## Source
○ ○ ○

What happened next is best told through a few selected
entries
from Joan's Journal. Her eagerness, exuberance, and enthusiasm,
fused with a disarming directness, an outspoken openness, and an
absolute inability to lie, tell the beginning of our story far
better than anything I could write. It also provides the reader
with the unique opportunity to meet her, to experience the mind
and
heart that so delights me.
From Joan's Journal:
3:39 AM April 1, 1987
My life begins at 10:15 AM, when Laura gets off that plane
today! Oh, not that I had not life before, but now I shall have
it
more abundantly. This, no mere dream of two weeks past, to vanish
as quickly as it appeared. Now our reality begins. Now our lives
are truly entwined, never to unravel again. The unraveling of her
departure has not destroyed the skein, the yarn with which we are
knit together. And so together we come, never to part again. Oh,
heavenly yarn!
6:19 AM April 2, 1987
Laura is at last here. Really and truly here! I feel like we
are two kids who have finally passed some karmic test, and so now
are allowed to fully have each other. Oh, I do have her! And she
has me!

○ ○ ○

## Input
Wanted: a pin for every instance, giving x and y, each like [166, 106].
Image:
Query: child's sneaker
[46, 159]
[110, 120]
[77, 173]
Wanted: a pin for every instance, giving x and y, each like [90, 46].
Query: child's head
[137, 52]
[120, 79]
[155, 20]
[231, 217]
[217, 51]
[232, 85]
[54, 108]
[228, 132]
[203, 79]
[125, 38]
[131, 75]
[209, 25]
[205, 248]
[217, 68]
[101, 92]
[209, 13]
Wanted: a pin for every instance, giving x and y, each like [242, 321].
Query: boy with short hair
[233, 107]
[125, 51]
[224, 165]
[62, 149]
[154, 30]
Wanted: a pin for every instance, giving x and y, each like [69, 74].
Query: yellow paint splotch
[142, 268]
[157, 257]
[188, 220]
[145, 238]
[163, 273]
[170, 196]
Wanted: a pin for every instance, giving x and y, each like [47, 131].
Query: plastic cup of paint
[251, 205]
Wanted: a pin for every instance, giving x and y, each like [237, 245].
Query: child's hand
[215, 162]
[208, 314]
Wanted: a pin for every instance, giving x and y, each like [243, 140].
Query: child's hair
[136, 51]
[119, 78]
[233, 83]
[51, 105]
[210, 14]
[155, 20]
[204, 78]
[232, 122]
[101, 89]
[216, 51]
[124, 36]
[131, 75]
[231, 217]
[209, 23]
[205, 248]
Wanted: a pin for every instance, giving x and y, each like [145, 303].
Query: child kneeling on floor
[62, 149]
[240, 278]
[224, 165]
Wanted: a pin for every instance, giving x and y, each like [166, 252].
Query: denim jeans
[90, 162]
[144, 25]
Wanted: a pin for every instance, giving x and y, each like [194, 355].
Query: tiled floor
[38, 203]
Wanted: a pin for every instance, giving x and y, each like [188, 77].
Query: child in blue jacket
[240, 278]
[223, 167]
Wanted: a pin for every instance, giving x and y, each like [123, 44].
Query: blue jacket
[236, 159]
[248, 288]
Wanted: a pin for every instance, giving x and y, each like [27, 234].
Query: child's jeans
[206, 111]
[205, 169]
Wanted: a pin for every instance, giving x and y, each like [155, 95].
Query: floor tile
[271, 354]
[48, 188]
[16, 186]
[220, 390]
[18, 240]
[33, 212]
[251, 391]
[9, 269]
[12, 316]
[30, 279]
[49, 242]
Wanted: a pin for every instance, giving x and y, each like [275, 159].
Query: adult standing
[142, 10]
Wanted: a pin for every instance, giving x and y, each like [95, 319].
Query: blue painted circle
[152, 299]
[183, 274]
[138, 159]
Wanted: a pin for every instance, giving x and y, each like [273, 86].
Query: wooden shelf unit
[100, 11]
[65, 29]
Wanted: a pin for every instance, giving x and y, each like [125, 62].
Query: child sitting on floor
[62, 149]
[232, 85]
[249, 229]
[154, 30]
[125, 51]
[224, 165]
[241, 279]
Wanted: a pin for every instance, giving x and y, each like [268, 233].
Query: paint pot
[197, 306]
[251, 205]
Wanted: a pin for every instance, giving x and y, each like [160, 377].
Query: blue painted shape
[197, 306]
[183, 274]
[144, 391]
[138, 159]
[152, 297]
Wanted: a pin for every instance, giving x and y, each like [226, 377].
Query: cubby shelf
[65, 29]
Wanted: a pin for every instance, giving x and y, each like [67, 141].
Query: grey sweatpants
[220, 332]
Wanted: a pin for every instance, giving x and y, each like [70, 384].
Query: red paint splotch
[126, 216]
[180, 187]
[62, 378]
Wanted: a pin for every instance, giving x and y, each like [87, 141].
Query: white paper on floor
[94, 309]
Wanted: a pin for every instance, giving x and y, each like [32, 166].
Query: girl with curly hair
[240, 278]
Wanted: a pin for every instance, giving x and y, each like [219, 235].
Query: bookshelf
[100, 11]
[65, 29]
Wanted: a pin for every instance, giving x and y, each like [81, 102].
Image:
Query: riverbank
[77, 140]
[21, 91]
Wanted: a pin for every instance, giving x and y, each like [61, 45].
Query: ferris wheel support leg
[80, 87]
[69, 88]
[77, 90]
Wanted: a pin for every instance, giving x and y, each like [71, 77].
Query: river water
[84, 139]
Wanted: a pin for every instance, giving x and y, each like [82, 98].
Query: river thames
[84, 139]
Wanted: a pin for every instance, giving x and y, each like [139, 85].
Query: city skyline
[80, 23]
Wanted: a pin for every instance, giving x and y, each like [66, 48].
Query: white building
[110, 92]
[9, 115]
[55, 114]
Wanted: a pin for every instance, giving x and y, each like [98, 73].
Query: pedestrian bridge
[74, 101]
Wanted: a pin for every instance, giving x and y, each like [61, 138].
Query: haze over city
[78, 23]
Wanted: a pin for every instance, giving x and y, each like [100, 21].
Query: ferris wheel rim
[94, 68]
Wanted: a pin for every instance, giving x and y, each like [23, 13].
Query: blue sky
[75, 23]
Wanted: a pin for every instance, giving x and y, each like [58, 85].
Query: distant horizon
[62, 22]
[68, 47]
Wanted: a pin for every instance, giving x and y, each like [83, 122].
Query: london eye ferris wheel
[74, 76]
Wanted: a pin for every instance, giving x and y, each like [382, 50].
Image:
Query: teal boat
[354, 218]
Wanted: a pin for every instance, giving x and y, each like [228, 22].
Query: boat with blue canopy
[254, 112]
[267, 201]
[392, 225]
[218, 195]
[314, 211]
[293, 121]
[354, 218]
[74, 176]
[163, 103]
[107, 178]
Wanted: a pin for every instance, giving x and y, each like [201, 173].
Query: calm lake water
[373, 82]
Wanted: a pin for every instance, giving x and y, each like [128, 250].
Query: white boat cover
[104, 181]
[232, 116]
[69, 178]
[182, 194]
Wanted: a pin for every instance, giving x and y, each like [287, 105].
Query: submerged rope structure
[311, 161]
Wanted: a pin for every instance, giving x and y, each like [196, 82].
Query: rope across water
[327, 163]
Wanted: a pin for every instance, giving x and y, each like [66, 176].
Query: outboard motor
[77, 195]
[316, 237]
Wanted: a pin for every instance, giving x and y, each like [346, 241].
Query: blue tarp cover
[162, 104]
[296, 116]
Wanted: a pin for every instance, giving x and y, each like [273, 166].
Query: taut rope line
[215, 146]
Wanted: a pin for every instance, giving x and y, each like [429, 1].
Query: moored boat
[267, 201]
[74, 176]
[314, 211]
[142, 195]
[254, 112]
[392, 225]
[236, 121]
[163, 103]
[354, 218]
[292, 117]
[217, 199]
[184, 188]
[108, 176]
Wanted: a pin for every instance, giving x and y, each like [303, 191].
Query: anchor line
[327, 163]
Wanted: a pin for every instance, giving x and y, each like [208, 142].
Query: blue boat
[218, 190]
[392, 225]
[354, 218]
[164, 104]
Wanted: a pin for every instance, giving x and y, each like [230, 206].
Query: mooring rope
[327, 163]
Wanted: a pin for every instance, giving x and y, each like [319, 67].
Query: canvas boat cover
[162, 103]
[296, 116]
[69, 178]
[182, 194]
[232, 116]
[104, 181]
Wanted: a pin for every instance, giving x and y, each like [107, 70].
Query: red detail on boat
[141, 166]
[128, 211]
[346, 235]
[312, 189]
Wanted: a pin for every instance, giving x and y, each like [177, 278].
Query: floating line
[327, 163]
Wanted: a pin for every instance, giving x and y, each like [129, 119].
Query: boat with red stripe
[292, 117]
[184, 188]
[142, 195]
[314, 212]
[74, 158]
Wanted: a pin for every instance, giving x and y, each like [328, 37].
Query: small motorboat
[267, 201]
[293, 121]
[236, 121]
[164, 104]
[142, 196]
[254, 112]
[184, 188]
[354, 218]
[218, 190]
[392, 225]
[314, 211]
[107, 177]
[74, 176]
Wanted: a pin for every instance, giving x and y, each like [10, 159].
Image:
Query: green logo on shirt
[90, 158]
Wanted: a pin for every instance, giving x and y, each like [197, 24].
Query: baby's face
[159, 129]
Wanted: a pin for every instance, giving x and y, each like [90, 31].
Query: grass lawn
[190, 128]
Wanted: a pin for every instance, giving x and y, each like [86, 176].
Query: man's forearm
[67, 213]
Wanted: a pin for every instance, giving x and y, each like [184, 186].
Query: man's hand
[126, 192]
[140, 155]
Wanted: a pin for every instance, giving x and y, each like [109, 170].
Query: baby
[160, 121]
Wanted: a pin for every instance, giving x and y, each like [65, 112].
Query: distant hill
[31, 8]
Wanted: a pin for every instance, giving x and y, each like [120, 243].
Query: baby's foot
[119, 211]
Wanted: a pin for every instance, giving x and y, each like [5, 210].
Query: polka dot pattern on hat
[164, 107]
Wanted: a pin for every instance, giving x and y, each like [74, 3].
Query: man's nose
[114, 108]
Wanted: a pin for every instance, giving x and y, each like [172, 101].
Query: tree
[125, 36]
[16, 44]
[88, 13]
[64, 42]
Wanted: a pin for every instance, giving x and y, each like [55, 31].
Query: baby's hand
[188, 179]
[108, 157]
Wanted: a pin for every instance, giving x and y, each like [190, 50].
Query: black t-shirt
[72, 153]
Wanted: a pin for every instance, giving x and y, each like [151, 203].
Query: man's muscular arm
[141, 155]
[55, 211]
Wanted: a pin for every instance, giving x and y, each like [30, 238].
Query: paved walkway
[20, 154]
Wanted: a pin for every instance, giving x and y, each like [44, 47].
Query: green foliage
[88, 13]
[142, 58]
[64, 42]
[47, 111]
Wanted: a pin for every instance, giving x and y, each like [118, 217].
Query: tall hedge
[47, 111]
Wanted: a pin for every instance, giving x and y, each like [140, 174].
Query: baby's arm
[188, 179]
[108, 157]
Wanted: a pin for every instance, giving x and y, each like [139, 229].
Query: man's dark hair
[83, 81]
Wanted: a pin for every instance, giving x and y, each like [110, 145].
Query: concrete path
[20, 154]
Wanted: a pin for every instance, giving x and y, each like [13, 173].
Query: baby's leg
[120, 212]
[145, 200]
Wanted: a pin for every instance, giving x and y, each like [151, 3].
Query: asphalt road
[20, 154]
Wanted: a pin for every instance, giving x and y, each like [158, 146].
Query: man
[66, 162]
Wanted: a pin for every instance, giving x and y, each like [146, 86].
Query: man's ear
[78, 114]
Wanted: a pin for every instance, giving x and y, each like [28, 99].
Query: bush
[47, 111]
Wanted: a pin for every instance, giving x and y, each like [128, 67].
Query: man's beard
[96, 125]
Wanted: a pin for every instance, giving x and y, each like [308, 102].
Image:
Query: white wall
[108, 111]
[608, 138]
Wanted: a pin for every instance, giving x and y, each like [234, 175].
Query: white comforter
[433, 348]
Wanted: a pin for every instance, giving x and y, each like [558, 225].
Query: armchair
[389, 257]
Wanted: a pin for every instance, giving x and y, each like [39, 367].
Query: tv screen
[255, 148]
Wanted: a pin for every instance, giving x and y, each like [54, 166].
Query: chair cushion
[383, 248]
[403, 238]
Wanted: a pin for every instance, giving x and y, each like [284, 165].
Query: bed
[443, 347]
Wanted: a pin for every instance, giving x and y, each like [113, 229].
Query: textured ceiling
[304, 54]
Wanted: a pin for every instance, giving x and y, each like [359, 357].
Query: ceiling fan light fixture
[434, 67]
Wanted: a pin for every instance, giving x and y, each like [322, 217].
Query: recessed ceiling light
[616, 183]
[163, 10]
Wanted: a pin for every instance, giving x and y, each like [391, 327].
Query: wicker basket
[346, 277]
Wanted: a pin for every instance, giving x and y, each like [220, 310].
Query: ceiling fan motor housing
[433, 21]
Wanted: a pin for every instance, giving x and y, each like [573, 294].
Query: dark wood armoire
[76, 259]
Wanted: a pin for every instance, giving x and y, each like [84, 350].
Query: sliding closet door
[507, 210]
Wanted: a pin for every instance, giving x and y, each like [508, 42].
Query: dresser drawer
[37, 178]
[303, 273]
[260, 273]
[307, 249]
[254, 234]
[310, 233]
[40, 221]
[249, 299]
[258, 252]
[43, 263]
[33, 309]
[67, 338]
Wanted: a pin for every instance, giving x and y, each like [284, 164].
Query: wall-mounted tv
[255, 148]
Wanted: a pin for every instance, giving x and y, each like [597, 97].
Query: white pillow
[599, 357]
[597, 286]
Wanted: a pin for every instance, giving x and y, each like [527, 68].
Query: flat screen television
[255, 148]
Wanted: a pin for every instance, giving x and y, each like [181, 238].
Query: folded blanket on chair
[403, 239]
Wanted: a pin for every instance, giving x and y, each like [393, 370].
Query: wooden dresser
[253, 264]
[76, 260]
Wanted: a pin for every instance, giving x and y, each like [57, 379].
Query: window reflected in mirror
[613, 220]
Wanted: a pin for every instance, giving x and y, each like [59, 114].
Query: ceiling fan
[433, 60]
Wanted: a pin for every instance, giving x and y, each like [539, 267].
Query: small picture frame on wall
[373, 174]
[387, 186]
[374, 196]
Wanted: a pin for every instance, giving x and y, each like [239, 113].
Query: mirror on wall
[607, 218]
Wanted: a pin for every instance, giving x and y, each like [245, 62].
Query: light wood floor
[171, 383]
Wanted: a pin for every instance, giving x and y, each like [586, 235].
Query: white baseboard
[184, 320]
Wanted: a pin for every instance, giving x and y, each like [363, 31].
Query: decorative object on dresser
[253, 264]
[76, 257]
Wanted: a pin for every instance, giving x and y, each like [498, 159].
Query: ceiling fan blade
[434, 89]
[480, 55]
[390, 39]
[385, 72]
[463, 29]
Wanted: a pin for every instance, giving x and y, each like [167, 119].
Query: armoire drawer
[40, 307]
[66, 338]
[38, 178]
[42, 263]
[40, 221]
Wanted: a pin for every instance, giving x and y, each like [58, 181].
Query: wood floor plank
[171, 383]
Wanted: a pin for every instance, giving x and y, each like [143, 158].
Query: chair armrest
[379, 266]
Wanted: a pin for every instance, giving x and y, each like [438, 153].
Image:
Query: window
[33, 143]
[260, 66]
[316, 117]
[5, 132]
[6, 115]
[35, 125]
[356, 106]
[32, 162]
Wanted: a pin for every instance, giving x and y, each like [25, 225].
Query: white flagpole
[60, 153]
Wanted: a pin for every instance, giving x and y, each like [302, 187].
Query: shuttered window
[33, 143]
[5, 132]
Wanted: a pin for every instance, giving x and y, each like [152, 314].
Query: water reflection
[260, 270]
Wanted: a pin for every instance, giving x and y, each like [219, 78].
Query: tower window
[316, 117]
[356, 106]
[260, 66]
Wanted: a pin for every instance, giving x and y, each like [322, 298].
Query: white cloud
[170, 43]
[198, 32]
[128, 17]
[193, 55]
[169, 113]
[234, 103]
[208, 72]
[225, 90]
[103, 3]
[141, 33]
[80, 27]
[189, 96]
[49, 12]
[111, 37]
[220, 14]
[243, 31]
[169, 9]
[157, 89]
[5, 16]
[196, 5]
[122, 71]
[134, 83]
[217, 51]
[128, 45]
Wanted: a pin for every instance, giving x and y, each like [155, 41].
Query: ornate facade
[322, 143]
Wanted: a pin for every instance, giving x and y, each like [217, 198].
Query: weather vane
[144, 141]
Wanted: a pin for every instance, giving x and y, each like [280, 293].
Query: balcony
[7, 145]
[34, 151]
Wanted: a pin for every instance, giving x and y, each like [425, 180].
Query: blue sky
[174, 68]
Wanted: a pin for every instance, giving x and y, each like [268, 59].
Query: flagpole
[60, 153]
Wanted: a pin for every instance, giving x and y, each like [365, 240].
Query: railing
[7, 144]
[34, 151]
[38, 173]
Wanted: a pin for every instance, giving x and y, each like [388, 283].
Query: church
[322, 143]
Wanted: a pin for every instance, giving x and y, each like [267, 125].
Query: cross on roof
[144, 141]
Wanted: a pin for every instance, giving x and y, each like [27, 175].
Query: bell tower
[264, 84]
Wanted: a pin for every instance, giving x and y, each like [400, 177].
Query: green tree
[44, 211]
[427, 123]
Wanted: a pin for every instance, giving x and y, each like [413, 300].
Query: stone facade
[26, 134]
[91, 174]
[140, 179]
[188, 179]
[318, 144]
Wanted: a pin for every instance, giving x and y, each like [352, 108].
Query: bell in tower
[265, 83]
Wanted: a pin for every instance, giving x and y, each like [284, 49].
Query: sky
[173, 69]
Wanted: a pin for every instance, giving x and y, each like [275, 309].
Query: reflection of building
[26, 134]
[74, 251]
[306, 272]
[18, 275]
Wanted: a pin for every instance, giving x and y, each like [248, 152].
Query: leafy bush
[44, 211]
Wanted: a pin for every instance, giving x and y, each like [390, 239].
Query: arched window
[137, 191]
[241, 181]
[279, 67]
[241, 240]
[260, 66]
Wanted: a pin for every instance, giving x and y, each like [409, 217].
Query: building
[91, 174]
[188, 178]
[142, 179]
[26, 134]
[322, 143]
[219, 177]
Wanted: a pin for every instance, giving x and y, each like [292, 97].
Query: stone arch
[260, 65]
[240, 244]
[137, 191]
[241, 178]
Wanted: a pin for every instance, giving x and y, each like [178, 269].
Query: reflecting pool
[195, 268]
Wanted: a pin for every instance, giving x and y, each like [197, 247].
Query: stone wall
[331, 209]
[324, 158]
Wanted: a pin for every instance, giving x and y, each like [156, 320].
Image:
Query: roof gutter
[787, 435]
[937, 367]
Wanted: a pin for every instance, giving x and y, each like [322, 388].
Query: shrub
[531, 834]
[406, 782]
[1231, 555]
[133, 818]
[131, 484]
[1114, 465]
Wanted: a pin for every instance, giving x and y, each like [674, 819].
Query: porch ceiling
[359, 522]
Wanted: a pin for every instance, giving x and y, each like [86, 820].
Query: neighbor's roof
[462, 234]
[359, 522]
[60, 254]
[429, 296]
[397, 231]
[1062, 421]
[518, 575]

○ ○ ○

## Short problem 1
According to the passage introducing Joan's Journal, why is what happened next told through entries from her journal?
## Short problem 2
Gather every line in the records that contains the word "painted".

## Output 1
Joan's eagerness, exuberance, and enthusiasm, together with her disarming directness, outspoken openness, and absolute inability to lie, tell the beginning of the story far better than anything the narrator could write. The entries also give the reader the unique opportunity to meet her and experience the mind and heart that so delight the narrator.

## Output 2
Query: blue painted circle
Query: blue painted shape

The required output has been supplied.